■ EXTRACTED RECORDS

+ + + + +

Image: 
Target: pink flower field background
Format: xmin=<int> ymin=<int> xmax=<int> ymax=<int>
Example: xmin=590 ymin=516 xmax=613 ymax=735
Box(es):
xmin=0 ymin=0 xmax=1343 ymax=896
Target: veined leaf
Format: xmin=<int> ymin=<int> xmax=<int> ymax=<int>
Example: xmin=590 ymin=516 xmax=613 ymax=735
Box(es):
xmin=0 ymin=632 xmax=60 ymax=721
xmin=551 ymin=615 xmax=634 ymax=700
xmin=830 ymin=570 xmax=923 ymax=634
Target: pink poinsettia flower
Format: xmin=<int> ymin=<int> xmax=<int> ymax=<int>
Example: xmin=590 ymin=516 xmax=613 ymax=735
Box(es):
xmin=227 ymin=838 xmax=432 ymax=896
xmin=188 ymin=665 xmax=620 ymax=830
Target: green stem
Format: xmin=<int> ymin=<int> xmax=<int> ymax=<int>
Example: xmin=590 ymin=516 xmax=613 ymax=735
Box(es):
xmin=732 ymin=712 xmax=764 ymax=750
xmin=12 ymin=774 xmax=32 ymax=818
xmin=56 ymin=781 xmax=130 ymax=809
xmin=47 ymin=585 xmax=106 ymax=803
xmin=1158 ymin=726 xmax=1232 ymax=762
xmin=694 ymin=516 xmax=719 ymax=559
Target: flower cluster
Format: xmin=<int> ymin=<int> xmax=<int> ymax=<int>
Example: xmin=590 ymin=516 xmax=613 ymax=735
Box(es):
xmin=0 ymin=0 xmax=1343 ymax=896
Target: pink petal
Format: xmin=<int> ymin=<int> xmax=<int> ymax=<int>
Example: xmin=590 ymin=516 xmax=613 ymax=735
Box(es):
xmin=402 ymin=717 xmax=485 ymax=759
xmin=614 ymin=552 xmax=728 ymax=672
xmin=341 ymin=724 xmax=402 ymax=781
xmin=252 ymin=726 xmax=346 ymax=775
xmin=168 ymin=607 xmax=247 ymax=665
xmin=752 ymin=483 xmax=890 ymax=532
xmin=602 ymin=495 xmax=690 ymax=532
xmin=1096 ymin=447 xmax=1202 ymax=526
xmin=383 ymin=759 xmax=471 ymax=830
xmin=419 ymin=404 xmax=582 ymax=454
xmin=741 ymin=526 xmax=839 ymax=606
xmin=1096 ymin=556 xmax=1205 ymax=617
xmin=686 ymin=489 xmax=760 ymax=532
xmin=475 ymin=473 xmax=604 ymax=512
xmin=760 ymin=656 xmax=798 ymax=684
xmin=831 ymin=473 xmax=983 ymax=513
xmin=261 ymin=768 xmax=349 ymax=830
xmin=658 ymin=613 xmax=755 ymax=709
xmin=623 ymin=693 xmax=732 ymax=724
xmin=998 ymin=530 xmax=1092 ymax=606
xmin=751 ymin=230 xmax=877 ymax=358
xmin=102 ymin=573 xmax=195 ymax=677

+ + + + +

■ YOUR INSTRUCTIONS
Copy all the records again, replacing "pink petal" with "rose petal" and keeping everything else unchanged.

■ ANSWER TO THE EXERCISE
Image: 
Target: pink flower field background
Format: xmin=<int> ymin=<int> xmax=<int> ymax=<int>
Example: xmin=590 ymin=516 xmax=613 ymax=735
Box(es):
xmin=0 ymin=0 xmax=1343 ymax=896
Target: veined leaf
Format: xmin=<int> ymin=<int> xmax=<int> ymax=<int>
Example: xmin=590 ymin=516 xmax=613 ymax=735
Box(es):
xmin=0 ymin=632 xmax=60 ymax=721
xmin=551 ymin=615 xmax=634 ymax=700
xmin=830 ymin=570 xmax=923 ymax=634
Target: pink poinsettia flower
Format: xmin=<int> ymin=<int> xmax=<int> ymax=<int>
Example: xmin=590 ymin=516 xmax=613 ymax=735
Box(es):
xmin=227 ymin=838 xmax=432 ymax=896
xmin=188 ymin=665 xmax=620 ymax=830
Target: green stem
Format: xmin=<int> ymin=<int> xmax=<int> ymax=<int>
Example: xmin=590 ymin=516 xmax=613 ymax=735
Box(es):
xmin=732 ymin=712 xmax=764 ymax=750
xmin=12 ymin=774 xmax=32 ymax=818
xmin=56 ymin=781 xmax=130 ymax=809
xmin=47 ymin=585 xmax=106 ymax=803
xmin=1158 ymin=726 xmax=1232 ymax=762
xmin=694 ymin=516 xmax=719 ymax=559
Target: flower cluster
Format: xmin=<int> ymin=<int> xmax=<int> ymax=<int>
Example: xmin=590 ymin=516 xmax=613 ymax=735
Box(es):
xmin=0 ymin=0 xmax=1343 ymax=896
Target: rose petal
Format: xmin=<int> ymin=<int> xmax=<int> ymax=<int>
Example: xmin=590 ymin=516 xmax=613 ymax=735
Box(es):
xmin=402 ymin=717 xmax=485 ymax=759
xmin=614 ymin=552 xmax=728 ymax=672
xmin=341 ymin=724 xmax=402 ymax=781
xmin=252 ymin=726 xmax=346 ymax=775
xmin=168 ymin=607 xmax=247 ymax=665
xmin=752 ymin=483 xmax=890 ymax=532
xmin=602 ymin=495 xmax=690 ymax=532
xmin=1096 ymin=447 xmax=1202 ymax=526
xmin=383 ymin=759 xmax=471 ymax=830
xmin=419 ymin=404 xmax=582 ymax=454
xmin=741 ymin=526 xmax=839 ymax=606
xmin=1096 ymin=556 xmax=1205 ymax=617
xmin=686 ymin=489 xmax=760 ymax=532
xmin=475 ymin=473 xmax=604 ymax=512
xmin=760 ymin=656 xmax=798 ymax=684
xmin=831 ymin=473 xmax=983 ymax=513
xmin=261 ymin=768 xmax=349 ymax=830
xmin=658 ymin=613 xmax=755 ymax=709
xmin=623 ymin=693 xmax=732 ymax=724
xmin=998 ymin=530 xmax=1092 ymax=606
xmin=751 ymin=230 xmax=877 ymax=358
xmin=102 ymin=573 xmax=195 ymax=677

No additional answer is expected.